— START PROVIDED INFORMATION —

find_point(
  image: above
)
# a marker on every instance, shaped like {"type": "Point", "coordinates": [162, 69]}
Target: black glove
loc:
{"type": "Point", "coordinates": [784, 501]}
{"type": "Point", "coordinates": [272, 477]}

— END PROVIDED INFORMATION —

- _WHAT YOU NEED TO DO_
Rewrite all the entries above as a Markdown table with the columns Row and Entry line, one numbered row per line, leaving out any blank lines.

- _SOLUTION BELOW_
| Row | Entry line |
|---|---|
| 1 | find_point( |
| 2 |   image: above |
| 3 | ) |
| 4 | # a marker on every instance, shaped like {"type": "Point", "coordinates": [162, 69]} |
| 5 | Target: black glove |
| 6 | loc: |
| 7 | {"type": "Point", "coordinates": [784, 501]} |
| 8 | {"type": "Point", "coordinates": [272, 477]} |